Extracted text:
<<<<
Four hours in and I was ready to get up and walk out. I couldn't help but ask aloud with a laugh: "Why do I do this to myself?"
It was a balmy June night in Chicago a little over a week ago. I was flat on my back on the second floor of a beautifully renovated West Side house flourished by heavy drapes, portraits of dogs, and surfaces populated by countless unidentifiable trinkets. At the time all of these details were lost on me. I was preoccupied, staring at the ceiling drenched in sweat, dehydrated and delirious. I had been doing pretty well until this point -- as someone who hates the actual process of being tattooed, I was surprised by how calm I'd been. But now my tolerance was wearing thin and I was beginning to squirm. Crouching over me, a woman I had met mere hours before was working up a dedicated sweat of her own, pressing ink into me and rubbing vaseline over my increasingly tender skin. As Serena went over lines she had already tattooed near my elbow for a second time, I squeezed my eyes tight and bit my lower lip. Ouch, I thought. This really, really hurts. Why exactly was I doing this anyway?
This, my sixth tattoo, is the largest one yet, stretching nearly the full outer expanse of my gangly right arm. Winding around two already existing tattoos is now a fig tree. The fruits of the tree contain symbols from a select number of world religions; the Sikh khanda, the Muslim crescent moon and star, the Christian cross, the Jewish star of David, and several others. Four and a half hours of pain is a lot to endure and, as the idiom goes, ink is forever. Getting a tattoo is a significant commitment to be sure. And so the question looms: why would an avowed secularist undergo hours of sharp and repeated needling to permanently alter his appearance with an arm full of religious symbols?
I have mixed feelings on "explaining" tattoos, particularly in writing. Part of me enjoys that they can be ambiguous; another likes to maintain them as an invitation for investigation. When someone approaches me to ask what my tattoos mean, it is an entree for dialogue. But though I hesitate to extrapolate, I'd like to take this opportunity to try to answer the aforementioned "why."
>>>>
Written instruction a: Scale the rows from the first one through the line containing "(1130, 549)", both included. Reproduce those lines in full, requests too, but multiply each point coordinate in the answers by 0.7 and round to the nearest whole number, with halves rounded up.
The essay above has no connection to the rows that follow.

The records:
<<<<
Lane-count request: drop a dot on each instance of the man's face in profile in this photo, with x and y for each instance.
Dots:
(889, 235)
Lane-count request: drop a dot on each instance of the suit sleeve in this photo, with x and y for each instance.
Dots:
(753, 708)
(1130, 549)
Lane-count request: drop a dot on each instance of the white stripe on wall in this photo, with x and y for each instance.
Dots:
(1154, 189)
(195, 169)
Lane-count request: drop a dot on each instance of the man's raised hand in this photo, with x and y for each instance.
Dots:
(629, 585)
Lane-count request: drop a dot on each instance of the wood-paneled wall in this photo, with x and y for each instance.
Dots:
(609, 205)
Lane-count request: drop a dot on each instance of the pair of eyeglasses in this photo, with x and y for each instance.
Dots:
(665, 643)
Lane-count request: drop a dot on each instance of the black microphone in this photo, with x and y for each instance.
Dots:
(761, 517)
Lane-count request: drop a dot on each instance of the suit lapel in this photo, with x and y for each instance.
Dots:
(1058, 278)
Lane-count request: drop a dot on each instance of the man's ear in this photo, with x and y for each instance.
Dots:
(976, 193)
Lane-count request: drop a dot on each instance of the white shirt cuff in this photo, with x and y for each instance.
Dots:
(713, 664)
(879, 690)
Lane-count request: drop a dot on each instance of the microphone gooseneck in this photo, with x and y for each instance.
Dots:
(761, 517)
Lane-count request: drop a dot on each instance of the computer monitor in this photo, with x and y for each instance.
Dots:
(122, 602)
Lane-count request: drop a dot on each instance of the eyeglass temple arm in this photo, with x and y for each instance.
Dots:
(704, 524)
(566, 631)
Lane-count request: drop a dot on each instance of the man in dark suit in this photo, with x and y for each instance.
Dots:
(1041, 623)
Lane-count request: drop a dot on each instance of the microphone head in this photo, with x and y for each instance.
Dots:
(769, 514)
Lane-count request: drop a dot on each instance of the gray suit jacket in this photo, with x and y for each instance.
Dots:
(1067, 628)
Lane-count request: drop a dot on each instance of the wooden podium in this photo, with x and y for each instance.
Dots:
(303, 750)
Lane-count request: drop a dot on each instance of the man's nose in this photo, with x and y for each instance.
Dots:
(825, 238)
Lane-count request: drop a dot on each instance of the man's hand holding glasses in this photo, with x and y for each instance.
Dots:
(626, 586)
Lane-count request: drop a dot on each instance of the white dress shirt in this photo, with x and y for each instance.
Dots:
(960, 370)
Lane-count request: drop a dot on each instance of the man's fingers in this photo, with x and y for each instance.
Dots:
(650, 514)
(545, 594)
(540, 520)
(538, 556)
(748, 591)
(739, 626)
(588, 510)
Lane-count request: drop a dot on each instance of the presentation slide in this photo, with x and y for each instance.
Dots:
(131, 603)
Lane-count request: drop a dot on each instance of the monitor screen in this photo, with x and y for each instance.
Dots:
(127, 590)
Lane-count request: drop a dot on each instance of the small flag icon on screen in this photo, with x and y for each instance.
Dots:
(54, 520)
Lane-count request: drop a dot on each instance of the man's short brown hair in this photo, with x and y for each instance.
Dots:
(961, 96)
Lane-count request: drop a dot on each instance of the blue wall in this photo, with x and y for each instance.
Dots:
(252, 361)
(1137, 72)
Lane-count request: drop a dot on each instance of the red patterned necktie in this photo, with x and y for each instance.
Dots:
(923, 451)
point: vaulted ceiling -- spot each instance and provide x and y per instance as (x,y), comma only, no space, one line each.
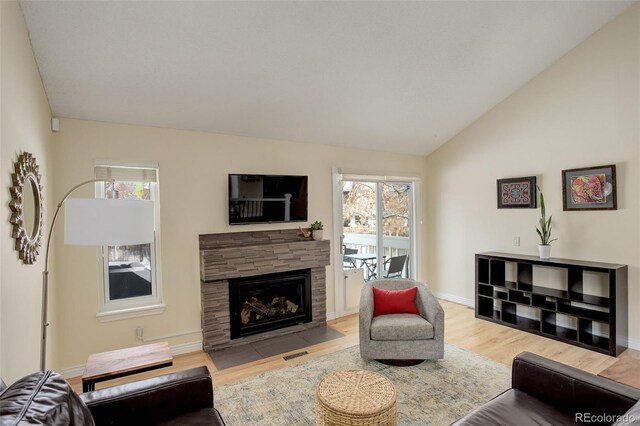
(394,76)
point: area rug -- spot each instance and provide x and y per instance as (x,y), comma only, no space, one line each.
(431,393)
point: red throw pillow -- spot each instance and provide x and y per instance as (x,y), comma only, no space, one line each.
(394,301)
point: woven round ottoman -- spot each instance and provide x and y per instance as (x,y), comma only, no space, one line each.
(355,397)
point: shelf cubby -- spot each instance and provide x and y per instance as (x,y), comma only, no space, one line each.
(521,297)
(544,302)
(577,302)
(485,290)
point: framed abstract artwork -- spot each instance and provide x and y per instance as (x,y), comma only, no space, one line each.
(517,193)
(589,188)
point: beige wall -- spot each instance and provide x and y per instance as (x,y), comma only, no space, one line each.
(24,126)
(193,194)
(582,111)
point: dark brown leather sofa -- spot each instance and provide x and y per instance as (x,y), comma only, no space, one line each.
(545,392)
(45,398)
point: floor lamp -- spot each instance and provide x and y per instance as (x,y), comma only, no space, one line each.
(97,222)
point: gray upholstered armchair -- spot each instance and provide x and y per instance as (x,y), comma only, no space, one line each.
(401,336)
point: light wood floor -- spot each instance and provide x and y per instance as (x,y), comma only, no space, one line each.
(462,329)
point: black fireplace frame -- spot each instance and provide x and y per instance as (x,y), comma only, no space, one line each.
(236,286)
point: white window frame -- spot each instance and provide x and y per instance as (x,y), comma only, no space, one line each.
(110,310)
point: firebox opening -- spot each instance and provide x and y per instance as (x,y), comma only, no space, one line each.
(268,302)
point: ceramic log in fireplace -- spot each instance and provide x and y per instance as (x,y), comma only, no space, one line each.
(238,255)
(269,302)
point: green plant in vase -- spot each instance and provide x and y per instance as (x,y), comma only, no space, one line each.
(544,231)
(316,230)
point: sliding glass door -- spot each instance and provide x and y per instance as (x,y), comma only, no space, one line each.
(377,235)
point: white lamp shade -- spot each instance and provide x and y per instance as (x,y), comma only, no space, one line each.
(108,222)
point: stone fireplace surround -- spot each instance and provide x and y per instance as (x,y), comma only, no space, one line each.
(245,254)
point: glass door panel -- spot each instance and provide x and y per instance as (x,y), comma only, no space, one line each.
(360,227)
(396,228)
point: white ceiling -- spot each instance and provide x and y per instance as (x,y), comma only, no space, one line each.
(393,76)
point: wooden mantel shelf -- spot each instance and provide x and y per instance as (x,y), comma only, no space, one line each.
(246,254)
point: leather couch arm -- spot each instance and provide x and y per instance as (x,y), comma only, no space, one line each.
(569,389)
(152,400)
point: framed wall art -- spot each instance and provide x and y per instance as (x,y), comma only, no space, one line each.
(589,188)
(517,193)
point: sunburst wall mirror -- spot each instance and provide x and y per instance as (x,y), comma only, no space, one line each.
(27,210)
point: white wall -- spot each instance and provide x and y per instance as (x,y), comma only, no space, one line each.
(193,193)
(582,111)
(24,126)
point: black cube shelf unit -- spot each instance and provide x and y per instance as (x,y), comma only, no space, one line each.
(561,311)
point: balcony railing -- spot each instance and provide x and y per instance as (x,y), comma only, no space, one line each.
(367,244)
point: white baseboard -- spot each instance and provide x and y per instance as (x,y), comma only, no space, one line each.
(179,349)
(634,344)
(185,348)
(453,298)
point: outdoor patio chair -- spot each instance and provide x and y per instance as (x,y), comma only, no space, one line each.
(349,262)
(395,266)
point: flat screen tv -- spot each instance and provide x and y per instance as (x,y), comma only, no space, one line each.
(267,199)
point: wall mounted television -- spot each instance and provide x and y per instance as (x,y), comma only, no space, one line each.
(267,199)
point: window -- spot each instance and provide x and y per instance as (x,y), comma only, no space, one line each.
>>>>
Written instruction b: Go on with the essay about the fig tree tattoo, starting after its final sentence.

Exercise response a:
Lane-count request: drop a dot on each instance of the man's face in profile in this photo, with x and y for each instance.
Dots:
(622, 165)
Lane-count request: drop a dot on each instance of the suit sleeve in this photo, with x and y for each instance.
Dots:
(527, 496)
(791, 384)

Exercise response b:
A number of years ago I was deeply impacted by Sylvia Plath's "The Bell Jar." In it there is a moment where the protagonist envisions herself perched in the split of a sizable fig tree, frozen by indecision; as someone who has struggled with making important choices, this sentiment resoundingly resonated. Below is said selection from the novel:
I saw my life branching out before me like the green fig tree in the story. From the tip of every branch, like a fat purple fig, a wonderful future beckoned and winked. One fig was a husband and a happy home and children, and another fig was a famous poet and another fig was a brilliant professor, and another fig was Ee Gee, the amazing editor, and another fig was Europe and Africa and South America, and another fig was Constantin and Socrates and Attila and a pack of other lovers with queer names and offbeat professions, and another fig was an Olympic lady crew champion, and beyond and above these figs were many more figs I couldn't quite make out. I saw myself sitting in the crotch of this fig tree, starving to death, just because I couldn't make up my mind which of the figs I would choose. I wanted each and every one of them, but choosing one meant losing all the rest, and, as I sat there, unable to decide, the figs began to wrinkle and go black, and, one by one, they plopped to the ground at my feet.
I think this quote ably encapsulates the challenge of grappling with the age-old recognition that, to some degree, "every choice is a renunciation." After ceding my exclusivistic Christian identity, I felt for a time that I had to select an alternate religion in its place in order to move forward in my search for "truth." As I wrote in a column forThe New Gay, I thought that "choosing to follow one spiritual path meant that I had to forsake every other." Feeling trapped by the limitations of choice, I eventually chose none of them.
I stand by that decision today and remain steadfast in my assertion that there is (probably) no God. But my thinking on religion has evolved significantly since then. I may have selected my particular identity -- Secular Humanist -- but I advocate for respectful secular-religious engagement because I now understand that cutting myself off from the insights provided by the world's numerous faith traditions is fundamentally limiting. And it is, ultimately, an impossibility for the engaged global citizen: if I am to know others in a way that takes seriously their desires and commitments, I must know the history that precedes them. Likewise, I must acknowledge my own. I am where I am today because I have grappled with the world's wisdom traditions and the people that embody them -- and I continue to.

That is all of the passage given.